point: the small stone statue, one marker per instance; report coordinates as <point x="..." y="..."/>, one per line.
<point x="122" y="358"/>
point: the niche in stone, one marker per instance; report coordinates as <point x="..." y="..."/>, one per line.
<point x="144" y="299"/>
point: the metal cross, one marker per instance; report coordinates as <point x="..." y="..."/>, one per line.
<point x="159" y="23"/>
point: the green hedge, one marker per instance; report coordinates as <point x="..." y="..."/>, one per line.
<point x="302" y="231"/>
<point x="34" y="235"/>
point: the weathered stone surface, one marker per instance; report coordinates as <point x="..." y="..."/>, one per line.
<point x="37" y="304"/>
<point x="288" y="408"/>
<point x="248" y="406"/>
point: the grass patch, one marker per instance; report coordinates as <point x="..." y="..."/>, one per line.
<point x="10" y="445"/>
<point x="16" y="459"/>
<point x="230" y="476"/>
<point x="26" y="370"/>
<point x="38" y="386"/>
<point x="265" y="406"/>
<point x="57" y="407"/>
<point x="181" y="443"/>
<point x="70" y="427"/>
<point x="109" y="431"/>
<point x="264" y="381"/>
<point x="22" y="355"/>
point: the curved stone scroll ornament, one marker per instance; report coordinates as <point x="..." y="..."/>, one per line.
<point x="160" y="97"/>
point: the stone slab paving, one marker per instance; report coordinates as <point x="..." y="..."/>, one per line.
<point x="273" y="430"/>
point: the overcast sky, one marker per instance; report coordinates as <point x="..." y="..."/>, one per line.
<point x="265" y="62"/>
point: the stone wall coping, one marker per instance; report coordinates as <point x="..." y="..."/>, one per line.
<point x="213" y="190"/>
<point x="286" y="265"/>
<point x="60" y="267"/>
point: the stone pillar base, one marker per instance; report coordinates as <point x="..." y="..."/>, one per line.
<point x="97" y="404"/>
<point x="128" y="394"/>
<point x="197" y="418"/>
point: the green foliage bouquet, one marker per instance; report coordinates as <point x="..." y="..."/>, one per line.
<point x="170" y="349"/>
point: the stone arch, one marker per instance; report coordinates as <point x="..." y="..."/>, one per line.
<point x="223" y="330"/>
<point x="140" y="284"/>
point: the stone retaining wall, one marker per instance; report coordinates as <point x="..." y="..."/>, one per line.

==============================

What to produce: The answer should consist solely of the lines from the one that contains "point: the stone slab" through the end of the material above, copied exactly.

Solution:
point: the stone slab paving, one marker per instance; report coordinates as <point x="..." y="..."/>, one per line.
<point x="273" y="430"/>
point: the overcast sky, one marker per instance; report coordinates as <point x="..." y="..."/>, one per line.
<point x="265" y="62"/>
point: the stone wall coping, one marker per instance; report coordinates as <point x="..." y="..."/>, one per line.
<point x="213" y="190"/>
<point x="286" y="265"/>
<point x="60" y="267"/>
point: the stone pillar base, one marker per instance; report coordinates as <point x="..." y="..."/>, one per line.
<point x="97" y="404"/>
<point x="128" y="394"/>
<point x="197" y="418"/>
point: the green foliage bouquet, one marker per instance; report coordinates as <point x="..." y="..."/>, one per line.
<point x="170" y="349"/>
point: the stone arch, one marker per instance; report coordinates as <point x="..." y="..."/>, one per line.
<point x="223" y="330"/>
<point x="140" y="284"/>
point: the stone retaining wall, one marker per instance; report coordinates as <point x="..." y="..."/>, one per line.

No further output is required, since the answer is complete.